Page excerpt

-------------------------

First, one can argue that our culture somehow over-rides our evolved biological mandates to be 'real' males or females, and mate only with our opposite sexes. Behavior, often discussed in terms of 'gender' rather than the more anatomy-connoting term 'sex', should accord with that. This is a desperate fallback argument if you are a strong Darwinian-genetic determinist, because then anything can be explained by saying that the evolutionary determinism is real but culture somehow artificial.
Second, it is clear that there are not just two sexes or two genders. Sexual anatomy does generally fall out into to categories, with some variation in each, but there are also rare mixed instances of dual or dysgenic sexual anatomy. Clearly variation in gender behavior is more common. Personalities of males and of females both vary considerably in ways related to stereotypical ideas of how a 'woman' or a 'man' behave. Gender behaviors have a distribution, that is, the fraction of individuals who manifest a given behavior across a range of observed behaviors. As well as a range of behaviors found specifically among males and among females, the male and female gender-behavior distributions overlap.
Third, this raises the question "What is normal behavior?" If 10% of the population are homosexual, and up to 25% experience pedophilic abuse (suggesting also that a substantial percent of adults are sexual abusers), then does this not become part of the normal--that is standing--distribution of gender or even sexual behavior? But, again referring to the evolutionary question, how can this be so?

-------------------------

Listed entries
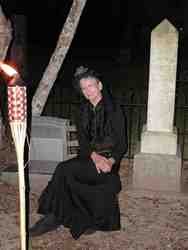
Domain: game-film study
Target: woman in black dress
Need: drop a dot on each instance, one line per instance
(82, 194)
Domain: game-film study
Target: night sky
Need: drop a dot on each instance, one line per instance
(103, 24)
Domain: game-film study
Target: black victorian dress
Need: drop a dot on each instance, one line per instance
(79, 196)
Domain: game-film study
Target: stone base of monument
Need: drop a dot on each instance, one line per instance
(157, 172)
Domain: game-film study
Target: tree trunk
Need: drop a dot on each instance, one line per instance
(63, 44)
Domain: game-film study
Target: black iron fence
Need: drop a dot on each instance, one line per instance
(62, 103)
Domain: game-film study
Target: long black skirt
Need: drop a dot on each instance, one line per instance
(81, 198)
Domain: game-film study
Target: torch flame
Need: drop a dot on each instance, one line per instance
(8, 69)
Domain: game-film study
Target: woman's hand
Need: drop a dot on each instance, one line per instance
(102, 163)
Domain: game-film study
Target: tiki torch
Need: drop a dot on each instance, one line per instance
(17, 113)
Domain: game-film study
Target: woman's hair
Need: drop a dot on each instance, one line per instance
(83, 73)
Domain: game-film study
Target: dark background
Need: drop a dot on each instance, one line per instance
(112, 35)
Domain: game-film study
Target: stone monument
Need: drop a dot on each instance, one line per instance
(157, 166)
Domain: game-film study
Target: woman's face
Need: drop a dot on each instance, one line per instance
(91, 89)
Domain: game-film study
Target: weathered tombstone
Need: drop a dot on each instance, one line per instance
(158, 165)
(48, 139)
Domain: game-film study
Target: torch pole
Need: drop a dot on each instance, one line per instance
(18, 130)
(17, 117)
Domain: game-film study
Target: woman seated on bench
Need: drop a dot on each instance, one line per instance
(82, 194)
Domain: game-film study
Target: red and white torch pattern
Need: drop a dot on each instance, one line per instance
(17, 104)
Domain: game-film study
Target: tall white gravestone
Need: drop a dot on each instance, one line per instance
(158, 165)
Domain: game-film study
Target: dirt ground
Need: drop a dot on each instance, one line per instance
(150, 221)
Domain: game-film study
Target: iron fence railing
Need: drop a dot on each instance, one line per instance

-------------------------

The problem
Carry on the passage about sex, gender behavior, and evolution, starting after its final question. The records have no connection to the text.

Exercise output
One recoils from referring to this as 'normal', and we put people in jail for child abuse, and say that they are 'diseased'--or at least criminal. But why? If there is some cutoff beyond which the behavior is a crime, who decides what that is, if not the arbitrariness of culture? For example, sex with boys and consummated marriage with pre-teen or barely teen girls are reportedly common in various societies around the world, where they are in that sense completely 'normal'. Are they associated with the same genotypes that we define as diseased or criminal?
One can argue that diseases like, say cancer, are abnormal even if a high fraction of people experience it, because they kill. That seems at least a reasonable definition. But is pedophilia abnormal in that kind of sense, or is it more like being very short or very tall in society (both of which can in various ways be harmful, physically or psychologically)? Is there some actual neuropathology involved?
Are these sexual or gender-related behaviors 'genetic' in nature? If not, and if they are part of the normal range of behaviors, then our reactions are in many ways themselves cultural ones, and in that sense arbitrary. But how are the lines drawn--based on what criteria?
We like to fancy that behavior that is so immediately disgusting is wrong in some absolute sense, perhaps because it causes psychological trauma, but that kind of conditional specificity seems unlikely. It is difficult in our context to have, much less to express, sympathy for the perpetrators of pedophilia (or those who cover it up). That would entail a coldness to its victims, who have suffered what our society, and indeed most of us, tries to avoid or prevent. But if one tries to be objective about it, even pedophilia raises questions about causation, determinism, what is 'normal', and evolutionary ideas about what organisms evolve 'for'.